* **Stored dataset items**
········
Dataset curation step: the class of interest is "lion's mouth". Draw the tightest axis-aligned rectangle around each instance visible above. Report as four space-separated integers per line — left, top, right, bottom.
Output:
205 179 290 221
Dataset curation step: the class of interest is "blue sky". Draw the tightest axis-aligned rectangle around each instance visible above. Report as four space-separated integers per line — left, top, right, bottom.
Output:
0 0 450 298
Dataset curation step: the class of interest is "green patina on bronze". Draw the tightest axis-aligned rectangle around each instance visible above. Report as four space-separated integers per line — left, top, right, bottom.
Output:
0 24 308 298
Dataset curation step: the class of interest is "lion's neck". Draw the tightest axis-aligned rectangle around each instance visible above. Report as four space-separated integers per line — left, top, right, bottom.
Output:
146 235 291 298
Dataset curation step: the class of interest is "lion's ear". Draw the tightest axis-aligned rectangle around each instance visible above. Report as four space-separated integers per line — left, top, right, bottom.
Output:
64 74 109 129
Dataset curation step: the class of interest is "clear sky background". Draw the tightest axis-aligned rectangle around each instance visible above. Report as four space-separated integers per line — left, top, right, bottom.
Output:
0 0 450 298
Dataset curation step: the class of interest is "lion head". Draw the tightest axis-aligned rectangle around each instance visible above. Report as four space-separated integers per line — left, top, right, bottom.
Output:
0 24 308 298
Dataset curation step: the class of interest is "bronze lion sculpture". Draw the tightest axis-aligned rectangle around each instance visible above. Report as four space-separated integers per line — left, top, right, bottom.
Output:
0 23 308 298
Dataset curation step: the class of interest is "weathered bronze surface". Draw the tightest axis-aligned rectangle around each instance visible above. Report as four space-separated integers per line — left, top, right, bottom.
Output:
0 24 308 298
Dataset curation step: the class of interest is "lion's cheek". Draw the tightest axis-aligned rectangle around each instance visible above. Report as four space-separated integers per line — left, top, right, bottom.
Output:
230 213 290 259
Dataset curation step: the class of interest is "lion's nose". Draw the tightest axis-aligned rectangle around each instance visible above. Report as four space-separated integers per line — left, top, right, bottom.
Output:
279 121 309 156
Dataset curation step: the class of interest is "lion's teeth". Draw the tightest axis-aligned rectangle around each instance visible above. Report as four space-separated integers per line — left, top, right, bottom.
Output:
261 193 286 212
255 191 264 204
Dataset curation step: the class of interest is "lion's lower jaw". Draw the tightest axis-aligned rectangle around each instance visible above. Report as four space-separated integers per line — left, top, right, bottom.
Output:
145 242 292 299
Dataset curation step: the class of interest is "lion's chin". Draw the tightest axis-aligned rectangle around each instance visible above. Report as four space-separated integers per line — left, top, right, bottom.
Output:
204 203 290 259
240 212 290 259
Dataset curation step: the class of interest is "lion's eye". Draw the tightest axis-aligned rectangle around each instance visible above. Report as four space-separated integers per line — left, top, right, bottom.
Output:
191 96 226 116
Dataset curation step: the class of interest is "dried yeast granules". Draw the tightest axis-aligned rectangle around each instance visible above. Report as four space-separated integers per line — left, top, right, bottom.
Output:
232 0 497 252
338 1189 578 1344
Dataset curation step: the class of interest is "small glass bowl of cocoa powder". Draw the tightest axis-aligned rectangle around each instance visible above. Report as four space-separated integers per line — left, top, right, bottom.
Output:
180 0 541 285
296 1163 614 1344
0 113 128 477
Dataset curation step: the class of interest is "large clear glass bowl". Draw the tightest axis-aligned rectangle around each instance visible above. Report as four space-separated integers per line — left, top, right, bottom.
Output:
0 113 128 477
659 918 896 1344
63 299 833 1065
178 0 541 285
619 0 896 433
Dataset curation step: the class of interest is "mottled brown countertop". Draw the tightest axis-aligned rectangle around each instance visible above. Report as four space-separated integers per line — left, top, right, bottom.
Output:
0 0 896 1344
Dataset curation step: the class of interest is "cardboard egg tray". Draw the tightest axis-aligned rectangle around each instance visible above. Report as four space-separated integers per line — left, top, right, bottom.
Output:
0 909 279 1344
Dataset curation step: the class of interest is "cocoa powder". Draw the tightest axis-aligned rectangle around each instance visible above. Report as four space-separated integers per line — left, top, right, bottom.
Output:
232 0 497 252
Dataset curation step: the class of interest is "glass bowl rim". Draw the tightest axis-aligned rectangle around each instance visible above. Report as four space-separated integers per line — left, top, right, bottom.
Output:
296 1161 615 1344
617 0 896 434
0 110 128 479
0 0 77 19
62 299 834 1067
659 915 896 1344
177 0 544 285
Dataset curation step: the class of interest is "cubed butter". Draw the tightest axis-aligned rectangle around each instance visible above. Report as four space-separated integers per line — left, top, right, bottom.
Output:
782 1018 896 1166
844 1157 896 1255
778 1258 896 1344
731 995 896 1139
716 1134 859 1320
········
* **What you are asked to do**
Convert these lines into a Markdown table with the columns Row and Line, numbering each line and leaving out any blank ones.

* **Solution to the exercise**
| Row | Line |
|---|---|
| 1 | Dataset curation step: the class of interest is "lion's mouth". Draw the tightest axis-aligned rectangle around each instance visible above. Report as four space-separated integers per line — left, top, right, bottom. |
| 2 | Output: |
| 3 | 205 179 290 221 |
| 4 | Dataset curation step: the class of interest is "blue sky". Draw the tightest axis-aligned rectangle around each instance visible above. Report as four space-separated integers per line — left, top, right, bottom. |
| 5 | Output: |
| 6 | 0 0 450 298 |
| 7 | Dataset curation step: the class of interest is "green patina on bronze". Draw the tightest axis-aligned rectangle around each instance visible above. Report as four space-separated integers per line — left, top, right, bottom. |
| 8 | Output: |
| 9 | 0 24 308 298 |
| 10 | Dataset curation step: the class of interest is "lion's neck". Draw the tightest axis-aligned rectangle around each instance visible above. Report as four space-separated integers per line — left, top, right, bottom. |
| 11 | Output: |
| 12 | 146 235 291 298 |
| 13 | Dataset curation step: the class of interest is "lion's ear". Draw the tightest axis-aligned rectangle around each instance visible above. Report as four space-separated integers per line — left, top, right, bottom. |
| 14 | Output: |
| 15 | 64 74 109 129 |
| 16 | Dataset curation step: the class of interest is "clear sky background". Draw the tightest axis-aligned rectangle around each instance visible above. Report as four space-separated integers per line — left, top, right, bottom. |
| 17 | Output: |
| 18 | 0 0 450 298 |
| 19 | Dataset curation step: the class of interest is "lion head". Draw the tightest axis-aligned rectangle around each instance visible above. Report as four space-separated integers per line — left, top, right, bottom. |
| 20 | Output: |
| 21 | 0 24 308 298 |
| 22 | Dataset curation step: the class of interest is "bronze lion sculpture". Draw the tightest axis-aligned rectangle around each instance visible above. Report as four space-separated integers per line — left, top, right, bottom. |
| 23 | Output: |
| 24 | 0 23 308 298 |
| 25 | Dataset curation step: the class of interest is "weathered bronze surface". Draw the tightest axis-aligned rectangle around each instance visible above. Report as four space-separated integers per line — left, top, right, bottom. |
| 26 | Output: |
| 27 | 0 24 308 298 |
| 28 | Dataset curation step: the class of interest is "lion's cheek". Draw the tightest axis-aligned rectangle around each instance visible above. Report as four space-separated integers per line — left, top, right, bottom. |
| 29 | Output: |
| 30 | 230 213 290 259 |
| 31 | Dataset curation step: the class of interest is "lion's nose". Draw the tightest axis-aligned rectangle around each instance visible above. Report as four space-separated integers per line — left, top, right, bottom. |
| 32 | Output: |
| 33 | 279 121 309 156 |
| 34 | Dataset curation step: the class of interest is "lion's teeth". Draw the tightest axis-aligned rectangle around each instance visible above. Report as four space-separated integers per line — left, top, right, bottom. |
| 35 | Output: |
| 36 | 261 193 286 212 |
| 37 | 255 191 264 204 |
| 38 | Dataset curation step: the class of interest is "lion's lower jaw". Draw the tightest axis-aligned rectangle around each instance visible above. Report as four space-separated integers per line — left, top, right, bottom. |
| 39 | Output: |
| 40 | 145 242 292 299 |
| 41 | Dataset curation step: the class of interest is "lion's chin". Draw the tightest axis-aligned rectangle around each instance visible above. Report as four space-separated integers per line — left, top, right, bottom. |
| 42 | Output: |
| 43 | 204 203 290 259 |
| 44 | 240 212 290 259 |
| 45 | Dataset curation step: the class of interest is "lion's eye". Draw the tightest axis-aligned rectangle around each instance visible above. Report as four space-separated integers per line — left, top, right, bottom. |
| 46 | Output: |
| 47 | 191 96 226 116 |
| 48 | Dataset curation step: the class of interest is "dried yeast granules". Draw the tightest axis-aligned rectangle around each instance visible above. Report as four space-separated integers per line — left, top, right, bottom. |
| 49 | Output: |
| 50 | 232 0 497 252 |
| 51 | 338 1189 578 1344 |
| 52 | Dataset curation step: the class of interest is "small glass bowl of cocoa powder". Draw the tightest axis-aligned rectangle around each instance visible above. Report as four space-separated integers per line — left, top, right, bottom. |
| 53 | Output: |
| 54 | 180 0 541 285 |
| 55 | 296 1163 614 1344 |
| 56 | 0 113 128 477 |
| 57 | Dataset curation step: the class of interest is "large clear glass bowl". Draw the tightest axis-aligned rectangle around each instance visible above. Report as four space-separated integers per line — left, top, right, bottom. |
| 58 | Output: |
| 59 | 0 113 128 477 |
| 60 | 659 918 896 1344 |
| 61 | 63 299 833 1065 |
| 62 | 178 0 541 285 |
| 63 | 619 0 896 433 |
| 64 | Dataset curation step: the class of interest is "mottled brown countertop". Draw the tightest axis-aligned rectangle around each instance visible above. Report as four space-separated integers per line — left, top, right, bottom. |
| 65 | Output: |
| 66 | 0 0 896 1344 |
| 67 | Dataset curation step: the class of interest is "cardboard egg tray". Draw the tightest axis-aligned rectangle around each instance visible above. Report as four space-separated integers per line — left, top, right, bottom. |
| 68 | Output: |
| 69 | 0 909 279 1344 |
| 70 | Dataset curation step: the class of interest is "cocoa powder". Draw the tightest axis-aligned rectangle around each instance visible above. Report as four space-separated integers per line — left, top, right, bottom. |
| 71 | Output: |
| 72 | 232 0 497 252 |
| 73 | Dataset curation step: the class of interest is "glass bowl rim". Draw the tightest axis-aligned rectangle around each instance visible above. Report as four space-separated integers per line — left, top, right, bottom. |
| 74 | Output: |
| 75 | 296 1161 615 1344 |
| 76 | 617 0 896 434 |
| 77 | 0 110 128 479 |
| 78 | 0 0 77 19 |
| 79 | 62 299 834 1067 |
| 80 | 659 915 896 1344 |
| 81 | 177 0 544 285 |
| 82 | Dataset curation step: the class of interest is "cubed butter". Draw the tightest axis-aligned rectangle around each instance visible above. Report as four space-separated integers per line — left, top, right, bottom. |
| 83 | Output: |
| 84 | 782 1018 896 1166 |
| 85 | 844 1157 896 1255 |
| 86 | 778 1258 896 1344 |
| 87 | 731 995 896 1139 |
| 88 | 716 1134 859 1320 |